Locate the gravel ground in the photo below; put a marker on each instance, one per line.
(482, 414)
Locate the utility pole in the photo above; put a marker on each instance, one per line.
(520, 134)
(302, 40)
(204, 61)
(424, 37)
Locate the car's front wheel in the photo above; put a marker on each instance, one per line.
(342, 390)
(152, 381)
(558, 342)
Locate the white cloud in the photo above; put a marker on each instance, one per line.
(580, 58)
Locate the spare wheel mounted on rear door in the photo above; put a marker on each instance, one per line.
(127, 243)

+--

WRITTEN REQUEST:
Scale the entries above by rewriting every line, requests included, with each x and y coordinate in the answers multiplied by 0.85 and rounded to the nearest whole number, halves rounding up. Leave the numbers in the requests unchanged.

EXERCISE RESPONSE:
Locate the gravel ground in the photo below; put a marker on each instance, one per line.
(410, 352)
Locate the utility pole in the photo above; put a marker on each instance, one per line.
(442, 114)
(257, 34)
(173, 52)
(360, 31)
Locate the car's front wheel in the photo above; put a marker on each instance, one per line.
(291, 332)
(129, 324)
(474, 291)
Locate the white cloud in the photo above; put a marker on each instance, one per line.
(493, 49)
Locate the spare wheel mounted on rear door in the photo above; put a marker on each instance, one per line.
(108, 207)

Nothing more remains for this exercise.